**** SOURCE MATERIAL ****
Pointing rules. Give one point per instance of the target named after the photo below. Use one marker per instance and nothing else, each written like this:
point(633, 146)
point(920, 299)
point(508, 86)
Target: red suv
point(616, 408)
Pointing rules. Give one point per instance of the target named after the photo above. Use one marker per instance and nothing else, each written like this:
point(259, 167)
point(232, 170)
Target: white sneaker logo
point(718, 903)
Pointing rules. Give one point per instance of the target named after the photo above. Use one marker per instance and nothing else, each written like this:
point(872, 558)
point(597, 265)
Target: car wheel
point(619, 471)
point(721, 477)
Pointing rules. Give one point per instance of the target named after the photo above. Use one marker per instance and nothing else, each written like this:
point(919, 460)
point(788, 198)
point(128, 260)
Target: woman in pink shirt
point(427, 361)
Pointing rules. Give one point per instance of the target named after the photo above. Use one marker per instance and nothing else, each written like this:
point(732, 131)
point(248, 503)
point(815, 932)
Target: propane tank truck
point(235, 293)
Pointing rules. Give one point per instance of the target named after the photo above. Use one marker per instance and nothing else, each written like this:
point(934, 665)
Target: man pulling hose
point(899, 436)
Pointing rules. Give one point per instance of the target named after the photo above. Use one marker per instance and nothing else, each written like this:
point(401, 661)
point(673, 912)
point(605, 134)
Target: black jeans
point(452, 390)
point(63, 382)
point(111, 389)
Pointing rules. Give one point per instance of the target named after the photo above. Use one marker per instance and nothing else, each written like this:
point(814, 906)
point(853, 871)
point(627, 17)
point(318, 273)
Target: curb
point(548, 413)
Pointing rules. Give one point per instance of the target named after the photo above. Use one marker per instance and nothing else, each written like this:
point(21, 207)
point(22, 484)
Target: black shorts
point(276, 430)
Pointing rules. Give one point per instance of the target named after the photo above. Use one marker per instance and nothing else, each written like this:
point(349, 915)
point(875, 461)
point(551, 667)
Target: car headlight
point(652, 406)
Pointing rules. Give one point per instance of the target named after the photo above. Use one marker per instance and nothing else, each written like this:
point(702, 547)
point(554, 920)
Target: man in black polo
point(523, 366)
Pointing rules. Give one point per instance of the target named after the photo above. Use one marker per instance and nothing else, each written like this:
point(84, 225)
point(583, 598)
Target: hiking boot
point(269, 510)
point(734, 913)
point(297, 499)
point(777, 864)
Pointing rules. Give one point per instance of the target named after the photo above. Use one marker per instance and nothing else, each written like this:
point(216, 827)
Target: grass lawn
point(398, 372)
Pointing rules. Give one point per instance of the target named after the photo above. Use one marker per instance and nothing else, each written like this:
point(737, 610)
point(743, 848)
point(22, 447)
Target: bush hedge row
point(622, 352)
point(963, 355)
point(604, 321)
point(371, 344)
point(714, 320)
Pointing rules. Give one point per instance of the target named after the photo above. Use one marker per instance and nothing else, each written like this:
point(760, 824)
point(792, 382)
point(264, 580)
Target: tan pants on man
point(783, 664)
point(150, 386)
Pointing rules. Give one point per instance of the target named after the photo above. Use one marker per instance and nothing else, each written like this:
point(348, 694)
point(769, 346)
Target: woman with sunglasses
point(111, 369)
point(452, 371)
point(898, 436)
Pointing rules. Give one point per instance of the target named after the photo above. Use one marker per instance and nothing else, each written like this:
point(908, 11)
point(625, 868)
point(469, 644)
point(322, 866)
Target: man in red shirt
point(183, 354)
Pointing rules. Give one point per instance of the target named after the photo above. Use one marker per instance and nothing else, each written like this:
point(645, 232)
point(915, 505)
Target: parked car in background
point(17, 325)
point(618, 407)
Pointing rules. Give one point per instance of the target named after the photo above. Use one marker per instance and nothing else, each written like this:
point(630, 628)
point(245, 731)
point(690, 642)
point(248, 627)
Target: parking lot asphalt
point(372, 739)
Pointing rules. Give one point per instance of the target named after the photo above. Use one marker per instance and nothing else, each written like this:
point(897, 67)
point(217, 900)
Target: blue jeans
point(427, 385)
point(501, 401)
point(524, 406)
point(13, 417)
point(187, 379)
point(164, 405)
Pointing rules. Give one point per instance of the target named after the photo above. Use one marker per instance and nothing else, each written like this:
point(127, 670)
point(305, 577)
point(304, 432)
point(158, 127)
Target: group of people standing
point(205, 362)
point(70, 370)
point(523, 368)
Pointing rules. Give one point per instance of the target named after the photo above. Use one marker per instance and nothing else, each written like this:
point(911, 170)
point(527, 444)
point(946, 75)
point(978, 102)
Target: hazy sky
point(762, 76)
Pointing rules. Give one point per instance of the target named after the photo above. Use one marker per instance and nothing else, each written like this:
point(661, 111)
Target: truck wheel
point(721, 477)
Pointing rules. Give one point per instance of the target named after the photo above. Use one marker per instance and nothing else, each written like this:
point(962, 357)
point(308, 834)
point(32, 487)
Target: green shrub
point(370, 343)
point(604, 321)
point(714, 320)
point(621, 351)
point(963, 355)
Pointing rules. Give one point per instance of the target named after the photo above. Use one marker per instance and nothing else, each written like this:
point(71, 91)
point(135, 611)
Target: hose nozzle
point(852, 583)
****
Exact copy required. Retype all of the entries word for word.

» **REPLY**
Pointing rules. Give one point per instance of the target named after the photo below. Use one marker per instance and nothing else, each written like this:
point(633, 146)
point(920, 299)
point(508, 86)
Target: red suv
point(616, 408)
Pointing rules. Give one point per instance of the target named after the photo above. Use one marker per instance and nothing else, each written like this:
point(259, 167)
point(232, 170)
Target: white sneaker logo
point(718, 903)
Pointing rules. Give one point per instance of the target named after the photo above. Use one marker per instance and nothing else, each written like this:
point(872, 558)
point(597, 265)
Target: car wheel
point(619, 471)
point(721, 477)
Pointing rules. Give one point per instance of the target named after the photo above. Use one marker per instance and nothing else, each written like this:
point(919, 460)
point(788, 198)
point(128, 260)
Target: woman in pink shirt
point(427, 361)
Pointing rules. Give one point per instance of the target named after the photo above. Use one marker per instance and nothing else, each written like this:
point(732, 131)
point(248, 503)
point(815, 932)
Target: propane tank truck
point(235, 293)
Pointing rules. Give one point per instance of the target named after the photo above. Use one marker per instance and nothing else, each written like this:
point(934, 665)
Target: man pulling hose
point(899, 436)
Pointing rules. Give one point per instance of the target named after the photo above. Use one marker per instance and nothing else, each written like this:
point(401, 661)
point(673, 912)
point(605, 134)
Target: black jeans
point(452, 390)
point(63, 382)
point(111, 389)
Pointing rules. Give one point per instance of the target named after the photo above. Use one marker per instance and nothing else, each written like this:
point(814, 906)
point(853, 871)
point(627, 17)
point(318, 273)
Target: curb
point(548, 413)
Pointing rules. Give one point per instance of the target named after the photo above. Use one marker per instance and nothing else, each written like this:
point(21, 207)
point(22, 484)
Target: black shorts
point(276, 430)
Pointing rules. Give one point per instance of the target named after the photo above. Use one marker per instance and nothing else, each written like this:
point(349, 915)
point(875, 461)
point(551, 667)
Target: car headlight
point(652, 406)
Pointing rules. Give one point per instance of the target named after the photo above. Use one marker per instance and nothing else, each written like this:
point(702, 547)
point(554, 920)
Target: man in black polo
point(523, 366)
Pointing rules. Give one point per instance of the target named after the photo above. Use one marker per instance and nothing else, each written like this:
point(84, 225)
point(583, 598)
Target: hiking boot
point(269, 510)
point(734, 913)
point(297, 499)
point(777, 864)
Pointing rules. Give one point per instance of the target named after the photo above. Use one marker per instance and nothing else, each written like this:
point(216, 827)
Target: grass lawn
point(398, 372)
Pointing rules. Give one point per instance of the target named after the photo above. Use one marker per instance and nothing else, each written like this:
point(737, 610)
point(743, 848)
point(22, 447)
Target: bush hedge row
point(622, 352)
point(963, 355)
point(604, 321)
point(371, 344)
point(714, 320)
Pointing rules. Give one point per instance of the target named after the photo above. Use one marker per instance and nothing else, each written like this:
point(760, 824)
point(792, 382)
point(264, 580)
Target: tan pants on man
point(783, 664)
point(150, 386)
Pointing rules. Give one point per instance of the target named after the photo above. Use one marker per instance and nothing else, each written like this:
point(348, 694)
point(769, 346)
Target: woman with sunglasses
point(111, 369)
point(452, 371)
point(898, 436)
Pointing rules. Give one point per instance of the target named after the photo above. Use one marker per instance and nothing else, each written like this:
point(908, 11)
point(625, 868)
point(469, 644)
point(322, 866)
Target: man in red shirt
point(183, 354)
Pointing rules. Give one point per instance of the target named after the photo above. Use one marker per instance and nothing else, each written like this:
point(645, 232)
point(915, 505)
Target: parked car in background
point(17, 325)
point(618, 407)
Pointing rules. Give one point per instance of the target named after the photo above. Use one marker per instance and nothing else, each written like this:
point(630, 628)
point(245, 731)
point(690, 642)
point(248, 627)
Target: parking lot asphalt
point(372, 739)
Pointing rules. Give one point per instance of the target named after the photo above. Use one marker per instance and nothing else, each written like this:
point(897, 67)
point(217, 900)
Target: blue jeans
point(427, 385)
point(501, 401)
point(524, 406)
point(13, 417)
point(187, 379)
point(164, 405)
Pointing rules. Give one point per instance of the target named after the photo above. Use one marker per instance and nothing else, each written like this:
point(127, 670)
point(305, 577)
point(304, 432)
point(158, 127)
Target: group of people standing
point(205, 362)
point(70, 370)
point(523, 368)
Pointing rules. Give one point per instance of the target named after the photo above. Use one marker per instance and nothing else, each written like this:
point(911, 170)
point(527, 444)
point(946, 75)
point(978, 102)
Target: hazy sky
point(762, 76)
Pointing rules. Give one point per instance of the target named after the photo above. Use one marker per instance and nothing else, each written like this:
point(661, 111)
Target: truck wheel
point(721, 477)
Pointing rules. Give one point per instance of the target named after the photo above. Use one marker per instance and nothing else, each written like this:
point(962, 357)
point(308, 834)
point(32, 487)
Target: green shrub
point(370, 343)
point(604, 321)
point(714, 320)
point(621, 351)
point(963, 355)
Pointing rules. Give one point per instance of the target named after the photo above. Use one marker per instance and nothing else, each written like this:
point(71, 91)
point(135, 611)
Target: hose nozzle
point(852, 583)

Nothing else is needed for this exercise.